> [GOAL]:
In the data below, update the lines from the line with "Tag each cloudy" up to and including the line with "left=170, top=82, right=378, bottom=422" by replacing "one detection per line" with "one box per line" wherever it appears. Leave everything else unchanged, and give back only those lines.

---- MATERIAL FOR THE TASK

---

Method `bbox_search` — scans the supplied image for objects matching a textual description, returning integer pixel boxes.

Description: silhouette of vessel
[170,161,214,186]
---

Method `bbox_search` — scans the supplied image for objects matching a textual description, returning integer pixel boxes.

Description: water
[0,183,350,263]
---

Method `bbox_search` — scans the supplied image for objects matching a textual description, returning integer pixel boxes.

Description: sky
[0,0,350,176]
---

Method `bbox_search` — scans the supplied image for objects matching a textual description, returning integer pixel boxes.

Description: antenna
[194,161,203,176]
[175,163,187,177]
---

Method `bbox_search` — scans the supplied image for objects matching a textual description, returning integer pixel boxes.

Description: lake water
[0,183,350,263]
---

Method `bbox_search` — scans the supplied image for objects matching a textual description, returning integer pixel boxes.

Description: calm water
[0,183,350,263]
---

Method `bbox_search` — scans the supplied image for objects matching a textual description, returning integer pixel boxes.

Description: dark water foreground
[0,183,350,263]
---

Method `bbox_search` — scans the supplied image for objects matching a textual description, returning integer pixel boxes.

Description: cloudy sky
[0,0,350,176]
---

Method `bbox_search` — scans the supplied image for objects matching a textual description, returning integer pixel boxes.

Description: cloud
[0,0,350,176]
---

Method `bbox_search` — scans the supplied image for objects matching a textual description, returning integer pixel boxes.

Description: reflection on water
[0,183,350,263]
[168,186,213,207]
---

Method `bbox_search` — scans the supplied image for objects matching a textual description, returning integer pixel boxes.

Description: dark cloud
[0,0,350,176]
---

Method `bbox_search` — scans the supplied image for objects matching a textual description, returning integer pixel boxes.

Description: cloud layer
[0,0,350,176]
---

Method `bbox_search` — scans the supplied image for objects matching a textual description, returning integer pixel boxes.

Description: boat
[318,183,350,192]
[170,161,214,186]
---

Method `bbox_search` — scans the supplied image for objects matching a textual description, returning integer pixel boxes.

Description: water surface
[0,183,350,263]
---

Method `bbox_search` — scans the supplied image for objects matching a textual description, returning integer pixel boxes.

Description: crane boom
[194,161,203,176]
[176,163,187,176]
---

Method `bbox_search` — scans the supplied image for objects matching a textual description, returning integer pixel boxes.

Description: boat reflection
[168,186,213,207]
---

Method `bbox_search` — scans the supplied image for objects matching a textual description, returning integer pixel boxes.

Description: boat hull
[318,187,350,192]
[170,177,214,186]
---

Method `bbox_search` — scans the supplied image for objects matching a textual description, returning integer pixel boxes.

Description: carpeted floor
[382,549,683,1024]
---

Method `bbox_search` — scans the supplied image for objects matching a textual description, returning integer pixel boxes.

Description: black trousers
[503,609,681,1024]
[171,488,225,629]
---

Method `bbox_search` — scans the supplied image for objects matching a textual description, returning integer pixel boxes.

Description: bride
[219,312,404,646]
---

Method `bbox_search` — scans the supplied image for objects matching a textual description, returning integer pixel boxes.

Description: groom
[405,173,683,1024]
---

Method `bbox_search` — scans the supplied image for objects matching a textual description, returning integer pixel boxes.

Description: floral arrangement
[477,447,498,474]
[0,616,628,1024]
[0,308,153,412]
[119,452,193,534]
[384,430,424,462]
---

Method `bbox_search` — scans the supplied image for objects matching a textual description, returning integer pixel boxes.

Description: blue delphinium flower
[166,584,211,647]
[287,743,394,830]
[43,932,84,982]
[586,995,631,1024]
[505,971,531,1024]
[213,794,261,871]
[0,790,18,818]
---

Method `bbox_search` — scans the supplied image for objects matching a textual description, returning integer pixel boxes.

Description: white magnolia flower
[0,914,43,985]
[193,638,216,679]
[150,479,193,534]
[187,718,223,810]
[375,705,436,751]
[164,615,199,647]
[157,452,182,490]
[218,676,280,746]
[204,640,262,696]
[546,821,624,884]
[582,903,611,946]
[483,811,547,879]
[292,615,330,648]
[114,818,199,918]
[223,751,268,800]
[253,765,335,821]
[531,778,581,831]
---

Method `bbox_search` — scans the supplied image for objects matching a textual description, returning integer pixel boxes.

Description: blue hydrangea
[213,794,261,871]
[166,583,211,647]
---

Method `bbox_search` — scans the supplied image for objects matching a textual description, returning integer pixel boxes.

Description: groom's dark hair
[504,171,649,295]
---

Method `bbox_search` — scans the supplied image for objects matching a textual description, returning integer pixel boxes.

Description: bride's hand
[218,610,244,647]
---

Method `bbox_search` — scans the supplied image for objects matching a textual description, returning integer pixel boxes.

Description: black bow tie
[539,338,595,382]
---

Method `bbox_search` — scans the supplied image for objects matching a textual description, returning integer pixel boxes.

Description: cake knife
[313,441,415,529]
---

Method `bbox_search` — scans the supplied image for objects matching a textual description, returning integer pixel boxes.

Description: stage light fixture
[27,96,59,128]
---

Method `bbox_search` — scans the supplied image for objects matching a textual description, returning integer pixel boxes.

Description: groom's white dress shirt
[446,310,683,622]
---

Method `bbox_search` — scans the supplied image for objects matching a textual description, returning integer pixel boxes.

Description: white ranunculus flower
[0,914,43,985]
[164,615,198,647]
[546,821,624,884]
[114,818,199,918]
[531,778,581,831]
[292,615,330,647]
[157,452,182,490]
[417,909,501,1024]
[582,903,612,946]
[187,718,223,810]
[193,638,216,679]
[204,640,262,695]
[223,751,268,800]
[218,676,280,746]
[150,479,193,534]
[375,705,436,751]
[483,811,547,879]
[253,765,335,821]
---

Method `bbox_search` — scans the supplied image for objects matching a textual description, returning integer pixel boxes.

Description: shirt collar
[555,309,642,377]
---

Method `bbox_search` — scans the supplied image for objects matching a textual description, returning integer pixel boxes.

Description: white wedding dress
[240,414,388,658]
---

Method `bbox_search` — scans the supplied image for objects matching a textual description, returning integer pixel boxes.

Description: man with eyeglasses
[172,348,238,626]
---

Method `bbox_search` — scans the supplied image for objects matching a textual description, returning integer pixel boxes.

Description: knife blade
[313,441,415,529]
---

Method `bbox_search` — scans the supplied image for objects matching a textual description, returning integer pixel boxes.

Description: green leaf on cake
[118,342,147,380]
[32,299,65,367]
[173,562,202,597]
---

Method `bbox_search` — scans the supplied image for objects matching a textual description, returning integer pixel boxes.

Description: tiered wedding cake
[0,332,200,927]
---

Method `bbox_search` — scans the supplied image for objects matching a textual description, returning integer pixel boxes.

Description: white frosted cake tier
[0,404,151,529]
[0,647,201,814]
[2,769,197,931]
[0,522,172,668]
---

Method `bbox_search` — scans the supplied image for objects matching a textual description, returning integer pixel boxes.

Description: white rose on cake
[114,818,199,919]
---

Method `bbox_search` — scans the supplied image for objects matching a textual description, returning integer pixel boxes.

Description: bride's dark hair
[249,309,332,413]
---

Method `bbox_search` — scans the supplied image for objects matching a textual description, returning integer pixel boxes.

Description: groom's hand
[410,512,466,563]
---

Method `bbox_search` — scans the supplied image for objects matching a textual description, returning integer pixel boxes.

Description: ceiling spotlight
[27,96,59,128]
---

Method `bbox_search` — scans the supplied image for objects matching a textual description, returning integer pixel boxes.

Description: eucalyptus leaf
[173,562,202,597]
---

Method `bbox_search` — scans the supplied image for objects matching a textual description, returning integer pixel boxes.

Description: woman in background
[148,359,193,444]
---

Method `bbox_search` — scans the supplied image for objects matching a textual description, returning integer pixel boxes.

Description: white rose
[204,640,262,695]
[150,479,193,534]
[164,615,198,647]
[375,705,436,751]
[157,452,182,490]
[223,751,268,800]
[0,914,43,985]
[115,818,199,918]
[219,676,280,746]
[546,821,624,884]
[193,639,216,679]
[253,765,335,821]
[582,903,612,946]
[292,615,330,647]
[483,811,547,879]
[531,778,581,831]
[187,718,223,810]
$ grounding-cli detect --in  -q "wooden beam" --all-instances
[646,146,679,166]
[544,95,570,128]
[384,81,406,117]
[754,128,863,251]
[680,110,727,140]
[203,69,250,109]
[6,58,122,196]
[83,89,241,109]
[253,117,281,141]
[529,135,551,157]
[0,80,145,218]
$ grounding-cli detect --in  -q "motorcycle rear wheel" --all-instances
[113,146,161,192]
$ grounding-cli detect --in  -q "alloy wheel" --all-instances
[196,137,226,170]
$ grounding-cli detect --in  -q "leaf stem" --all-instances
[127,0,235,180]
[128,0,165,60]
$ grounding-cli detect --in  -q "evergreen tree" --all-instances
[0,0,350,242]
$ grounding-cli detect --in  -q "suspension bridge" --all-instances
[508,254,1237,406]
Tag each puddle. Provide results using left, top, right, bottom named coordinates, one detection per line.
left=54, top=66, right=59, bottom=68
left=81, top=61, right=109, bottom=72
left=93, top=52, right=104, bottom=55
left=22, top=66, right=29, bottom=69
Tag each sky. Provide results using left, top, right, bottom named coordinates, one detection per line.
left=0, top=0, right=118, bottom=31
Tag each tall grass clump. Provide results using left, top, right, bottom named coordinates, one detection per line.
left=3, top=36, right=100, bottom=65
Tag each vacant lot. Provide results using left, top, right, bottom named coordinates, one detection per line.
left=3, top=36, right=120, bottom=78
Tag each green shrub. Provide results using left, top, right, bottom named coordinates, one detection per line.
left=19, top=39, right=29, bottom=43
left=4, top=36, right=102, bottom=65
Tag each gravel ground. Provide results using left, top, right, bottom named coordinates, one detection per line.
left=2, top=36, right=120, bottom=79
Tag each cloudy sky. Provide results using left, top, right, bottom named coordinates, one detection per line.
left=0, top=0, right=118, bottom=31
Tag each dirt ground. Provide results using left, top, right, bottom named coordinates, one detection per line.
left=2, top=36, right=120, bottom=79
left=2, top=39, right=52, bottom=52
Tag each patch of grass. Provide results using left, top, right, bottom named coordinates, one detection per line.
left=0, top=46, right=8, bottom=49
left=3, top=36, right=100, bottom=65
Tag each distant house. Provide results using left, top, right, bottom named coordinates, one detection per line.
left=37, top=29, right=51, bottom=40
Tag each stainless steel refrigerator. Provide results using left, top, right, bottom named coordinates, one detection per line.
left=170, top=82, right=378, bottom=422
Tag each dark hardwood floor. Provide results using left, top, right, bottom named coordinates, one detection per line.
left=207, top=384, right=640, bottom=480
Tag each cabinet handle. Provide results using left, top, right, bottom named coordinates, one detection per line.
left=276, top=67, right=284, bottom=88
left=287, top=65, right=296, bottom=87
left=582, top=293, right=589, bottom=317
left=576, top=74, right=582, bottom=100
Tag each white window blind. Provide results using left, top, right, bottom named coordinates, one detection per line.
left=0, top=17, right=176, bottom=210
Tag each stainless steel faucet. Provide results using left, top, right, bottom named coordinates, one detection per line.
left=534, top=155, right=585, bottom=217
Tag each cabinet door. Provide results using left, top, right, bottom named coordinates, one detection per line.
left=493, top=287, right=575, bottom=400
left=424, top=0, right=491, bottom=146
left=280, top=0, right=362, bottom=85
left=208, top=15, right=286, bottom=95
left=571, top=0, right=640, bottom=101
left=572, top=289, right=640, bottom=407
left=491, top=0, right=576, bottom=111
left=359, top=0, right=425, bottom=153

--------

> [RESPONSE TO THE EXERCISE]:
Tag each cloudy sky. Provide results using left, top, right, bottom named coordinates, one box per line.
left=0, top=0, right=118, bottom=31
Tag each dirt ground. Provide results using left, top, right, bottom named coordinates, one box per line.
left=2, top=36, right=120, bottom=79
left=2, top=39, right=52, bottom=52
Tag each patch of grass. Provide results using left, top, right, bottom named coordinates, one box per line.
left=0, top=46, right=8, bottom=49
left=3, top=36, right=100, bottom=65
Tag each distant house. Provide results using left, top, right, bottom named coordinates, one box per line.
left=37, top=29, right=51, bottom=40
Tag each stainless steel refrigerator. Provide results using left, top, right, bottom named coordinates, one box per line.
left=170, top=82, right=378, bottom=422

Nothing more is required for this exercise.